## PROBLEM STATEMENT
Restate, word for word and with no pictures, the stretch of lines in the data below that begins at the line with "Target: neighboring house with tile roof" and ends at the line with "Target: poppy seed pod", inclusive.
[Start of Attachment]
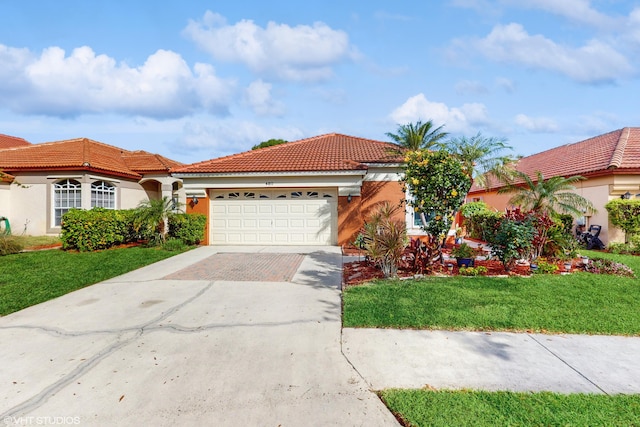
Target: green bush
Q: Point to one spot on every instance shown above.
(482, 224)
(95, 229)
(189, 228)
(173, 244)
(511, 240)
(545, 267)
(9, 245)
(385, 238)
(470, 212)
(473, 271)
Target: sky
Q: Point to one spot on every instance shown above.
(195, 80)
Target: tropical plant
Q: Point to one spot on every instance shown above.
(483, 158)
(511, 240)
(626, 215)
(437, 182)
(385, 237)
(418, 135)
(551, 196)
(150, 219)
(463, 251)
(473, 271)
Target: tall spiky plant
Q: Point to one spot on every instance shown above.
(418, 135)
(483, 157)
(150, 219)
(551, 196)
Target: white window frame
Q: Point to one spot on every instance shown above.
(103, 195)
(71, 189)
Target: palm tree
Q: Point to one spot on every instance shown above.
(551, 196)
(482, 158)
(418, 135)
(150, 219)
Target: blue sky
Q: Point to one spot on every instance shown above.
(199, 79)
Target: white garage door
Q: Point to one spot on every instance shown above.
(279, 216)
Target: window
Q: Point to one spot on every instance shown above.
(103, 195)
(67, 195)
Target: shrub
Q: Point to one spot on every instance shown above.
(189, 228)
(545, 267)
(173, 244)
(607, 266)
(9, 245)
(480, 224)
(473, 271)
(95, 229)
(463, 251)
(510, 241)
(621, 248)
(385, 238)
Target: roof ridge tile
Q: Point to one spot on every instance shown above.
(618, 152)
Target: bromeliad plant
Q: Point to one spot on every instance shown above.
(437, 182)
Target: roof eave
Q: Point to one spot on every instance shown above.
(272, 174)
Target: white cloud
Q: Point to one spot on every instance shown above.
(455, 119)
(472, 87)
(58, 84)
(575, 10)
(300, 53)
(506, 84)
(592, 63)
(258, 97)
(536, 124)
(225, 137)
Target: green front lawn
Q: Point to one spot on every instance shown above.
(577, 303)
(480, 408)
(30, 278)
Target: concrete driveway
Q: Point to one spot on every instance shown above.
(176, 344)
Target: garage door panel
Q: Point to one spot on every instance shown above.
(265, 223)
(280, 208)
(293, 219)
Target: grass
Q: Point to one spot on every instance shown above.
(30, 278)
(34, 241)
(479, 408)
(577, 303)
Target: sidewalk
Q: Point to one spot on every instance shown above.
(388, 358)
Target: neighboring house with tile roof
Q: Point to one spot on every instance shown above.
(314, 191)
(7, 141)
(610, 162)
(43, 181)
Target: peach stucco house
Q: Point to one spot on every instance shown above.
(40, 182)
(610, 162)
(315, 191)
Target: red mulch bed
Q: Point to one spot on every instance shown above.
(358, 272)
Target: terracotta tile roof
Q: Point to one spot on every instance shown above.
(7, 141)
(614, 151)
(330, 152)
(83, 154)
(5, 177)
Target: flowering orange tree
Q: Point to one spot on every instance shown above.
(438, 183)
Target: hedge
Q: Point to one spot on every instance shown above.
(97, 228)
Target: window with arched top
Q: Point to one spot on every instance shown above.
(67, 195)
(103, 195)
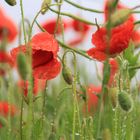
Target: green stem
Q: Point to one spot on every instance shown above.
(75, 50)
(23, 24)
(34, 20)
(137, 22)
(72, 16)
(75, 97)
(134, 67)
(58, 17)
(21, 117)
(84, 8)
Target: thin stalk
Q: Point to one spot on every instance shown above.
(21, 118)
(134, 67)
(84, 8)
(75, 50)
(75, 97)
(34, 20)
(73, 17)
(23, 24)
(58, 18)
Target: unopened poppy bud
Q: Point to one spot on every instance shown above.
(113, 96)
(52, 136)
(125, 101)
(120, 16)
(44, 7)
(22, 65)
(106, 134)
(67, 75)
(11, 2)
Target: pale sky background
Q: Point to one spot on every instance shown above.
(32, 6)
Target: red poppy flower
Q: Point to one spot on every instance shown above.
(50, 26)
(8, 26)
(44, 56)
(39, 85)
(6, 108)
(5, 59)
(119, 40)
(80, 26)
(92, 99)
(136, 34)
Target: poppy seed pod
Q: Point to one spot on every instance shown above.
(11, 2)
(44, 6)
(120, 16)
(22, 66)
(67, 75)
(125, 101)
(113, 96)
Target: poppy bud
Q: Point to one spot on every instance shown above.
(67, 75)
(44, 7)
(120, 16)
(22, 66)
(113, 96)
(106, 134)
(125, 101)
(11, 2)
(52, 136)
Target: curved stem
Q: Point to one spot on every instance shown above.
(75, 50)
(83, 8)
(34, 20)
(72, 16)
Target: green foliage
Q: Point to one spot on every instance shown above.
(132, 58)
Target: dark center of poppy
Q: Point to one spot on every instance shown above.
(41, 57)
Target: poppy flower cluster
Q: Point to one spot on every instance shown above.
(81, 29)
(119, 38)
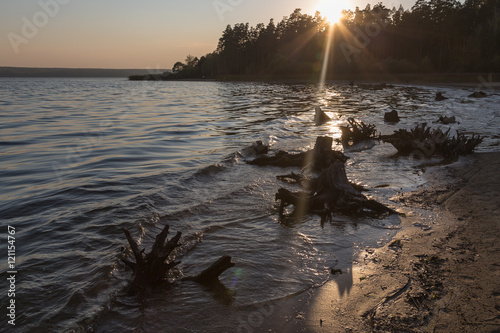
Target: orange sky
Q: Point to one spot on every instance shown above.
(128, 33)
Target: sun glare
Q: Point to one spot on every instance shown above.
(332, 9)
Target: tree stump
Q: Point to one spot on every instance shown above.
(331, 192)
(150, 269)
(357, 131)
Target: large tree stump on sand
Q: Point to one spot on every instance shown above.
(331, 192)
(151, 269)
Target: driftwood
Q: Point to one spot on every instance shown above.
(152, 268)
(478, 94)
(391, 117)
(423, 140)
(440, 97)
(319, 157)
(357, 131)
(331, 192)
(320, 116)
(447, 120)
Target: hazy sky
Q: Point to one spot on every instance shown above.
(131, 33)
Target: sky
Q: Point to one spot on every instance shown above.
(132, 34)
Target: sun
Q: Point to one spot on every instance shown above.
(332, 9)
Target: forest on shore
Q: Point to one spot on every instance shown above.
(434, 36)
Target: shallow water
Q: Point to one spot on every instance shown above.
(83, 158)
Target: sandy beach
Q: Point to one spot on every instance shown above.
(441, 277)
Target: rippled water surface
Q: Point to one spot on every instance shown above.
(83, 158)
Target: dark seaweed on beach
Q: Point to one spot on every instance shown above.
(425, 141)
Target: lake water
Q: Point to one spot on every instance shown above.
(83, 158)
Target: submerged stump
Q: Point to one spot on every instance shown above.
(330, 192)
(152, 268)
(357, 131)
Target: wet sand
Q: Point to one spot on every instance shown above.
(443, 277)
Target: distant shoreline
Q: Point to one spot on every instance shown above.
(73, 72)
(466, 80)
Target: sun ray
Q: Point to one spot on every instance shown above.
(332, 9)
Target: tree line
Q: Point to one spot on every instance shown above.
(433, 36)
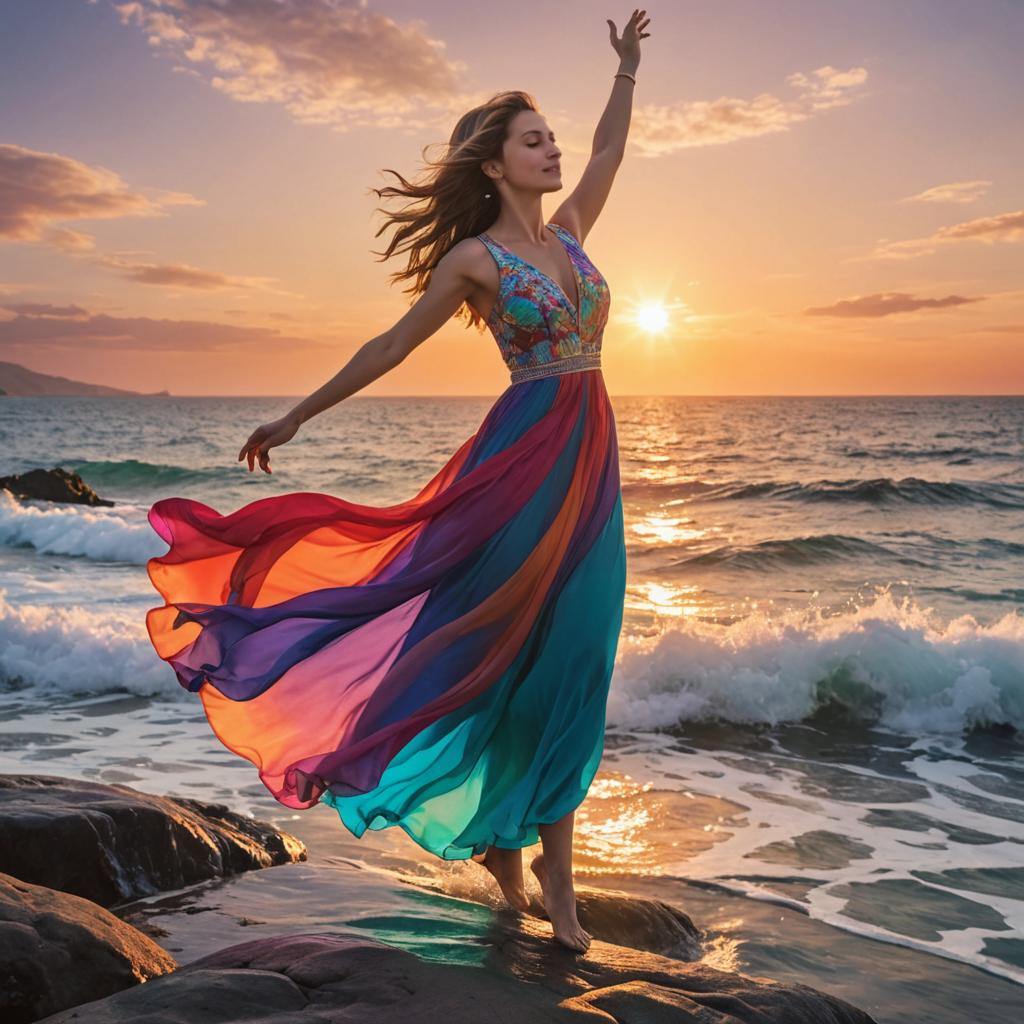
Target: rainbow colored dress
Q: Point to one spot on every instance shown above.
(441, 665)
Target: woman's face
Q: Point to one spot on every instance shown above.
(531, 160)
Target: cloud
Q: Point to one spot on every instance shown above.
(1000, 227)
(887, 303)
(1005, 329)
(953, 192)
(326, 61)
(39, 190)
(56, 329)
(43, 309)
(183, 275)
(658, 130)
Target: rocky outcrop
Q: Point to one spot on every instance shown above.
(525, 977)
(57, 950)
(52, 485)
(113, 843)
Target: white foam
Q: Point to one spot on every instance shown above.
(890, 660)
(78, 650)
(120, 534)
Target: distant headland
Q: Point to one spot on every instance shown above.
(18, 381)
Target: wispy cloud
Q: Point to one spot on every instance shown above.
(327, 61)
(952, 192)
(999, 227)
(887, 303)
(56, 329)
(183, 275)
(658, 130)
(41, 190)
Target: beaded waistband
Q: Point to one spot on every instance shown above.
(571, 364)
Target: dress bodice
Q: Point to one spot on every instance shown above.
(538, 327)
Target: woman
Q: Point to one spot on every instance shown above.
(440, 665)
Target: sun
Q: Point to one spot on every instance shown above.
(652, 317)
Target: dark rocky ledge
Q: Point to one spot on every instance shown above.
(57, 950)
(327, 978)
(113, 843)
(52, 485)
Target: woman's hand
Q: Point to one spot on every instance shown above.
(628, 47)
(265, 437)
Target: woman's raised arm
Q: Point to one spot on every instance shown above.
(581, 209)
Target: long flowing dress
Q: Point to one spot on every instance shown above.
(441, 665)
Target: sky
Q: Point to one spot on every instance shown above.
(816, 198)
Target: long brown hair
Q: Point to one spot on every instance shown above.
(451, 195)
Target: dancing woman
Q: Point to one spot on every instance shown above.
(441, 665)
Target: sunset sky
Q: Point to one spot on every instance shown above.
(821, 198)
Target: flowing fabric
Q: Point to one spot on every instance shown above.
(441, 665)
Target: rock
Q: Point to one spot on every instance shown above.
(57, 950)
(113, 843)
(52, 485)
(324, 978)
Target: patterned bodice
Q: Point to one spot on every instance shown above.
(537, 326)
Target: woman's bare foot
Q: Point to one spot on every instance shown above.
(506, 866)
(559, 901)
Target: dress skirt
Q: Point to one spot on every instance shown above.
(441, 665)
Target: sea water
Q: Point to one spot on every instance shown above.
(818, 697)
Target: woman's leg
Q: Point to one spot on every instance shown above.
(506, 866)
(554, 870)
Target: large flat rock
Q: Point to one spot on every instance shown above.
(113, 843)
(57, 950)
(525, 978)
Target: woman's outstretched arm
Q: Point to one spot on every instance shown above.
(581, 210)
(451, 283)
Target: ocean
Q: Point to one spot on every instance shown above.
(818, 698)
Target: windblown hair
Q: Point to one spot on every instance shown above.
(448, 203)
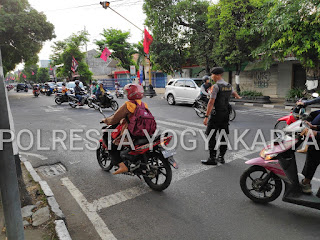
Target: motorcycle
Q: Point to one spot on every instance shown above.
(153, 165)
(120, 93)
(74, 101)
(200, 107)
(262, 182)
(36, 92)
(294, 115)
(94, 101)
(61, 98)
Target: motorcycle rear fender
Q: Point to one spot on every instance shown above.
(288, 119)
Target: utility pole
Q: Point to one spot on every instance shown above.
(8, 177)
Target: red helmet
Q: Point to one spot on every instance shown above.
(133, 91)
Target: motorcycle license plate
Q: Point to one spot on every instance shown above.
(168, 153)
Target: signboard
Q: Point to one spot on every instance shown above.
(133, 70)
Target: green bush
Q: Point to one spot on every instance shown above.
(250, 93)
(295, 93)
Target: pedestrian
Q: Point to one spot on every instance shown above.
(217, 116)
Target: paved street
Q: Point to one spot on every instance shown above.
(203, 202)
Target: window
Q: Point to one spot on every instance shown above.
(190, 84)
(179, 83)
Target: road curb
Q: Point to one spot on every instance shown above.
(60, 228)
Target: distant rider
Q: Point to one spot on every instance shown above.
[End of Attachment]
## TASK RESPONSE
Target: neighboring house with tile roof
Q: Point to one spot on every instance shown above.
(314, 191)
(7, 141)
(610, 162)
(43, 181)
Target: peach stucco house
Q: Point to one spot on every instance shown above.
(40, 182)
(610, 162)
(315, 191)
Target: red mulch bed
Q: Point to one spot on every instance shown above.
(358, 272)
Target: terracotta tile roof
Q: Point to one spot on every instance shown above.
(7, 141)
(614, 151)
(330, 152)
(83, 154)
(5, 177)
Target: flowering orange tree
Q: Point to one spot on every instance shown above.
(438, 183)
Target: hedge
Q: Point to one spot on every instance shown above.
(97, 228)
Target: window with arched top
Q: Point to one spot on every instance shown above.
(67, 195)
(103, 195)
Target: green stem
Q: Point to one spot on every instance shown above.
(75, 50)
(23, 24)
(34, 20)
(137, 22)
(72, 16)
(75, 97)
(134, 67)
(58, 17)
(21, 117)
(84, 8)
Target: thin stalk
Q: Point to one spot on every instance shown above.
(21, 118)
(134, 67)
(84, 8)
(75, 50)
(75, 97)
(34, 20)
(73, 17)
(23, 24)
(58, 18)
Target: unopened poppy bud
Q: Point to one spot on every instance shown above.
(113, 96)
(52, 136)
(125, 101)
(120, 16)
(44, 7)
(22, 65)
(106, 134)
(67, 75)
(11, 2)
Target: pale sky background
Q: Point to one spot on every instance shown above.
(32, 6)
Target: red poppy flower
Q: Point to one spot on every instance shown above.
(50, 26)
(8, 26)
(44, 56)
(39, 85)
(6, 108)
(5, 59)
(119, 40)
(80, 26)
(92, 99)
(136, 34)
Target: poppy seed pod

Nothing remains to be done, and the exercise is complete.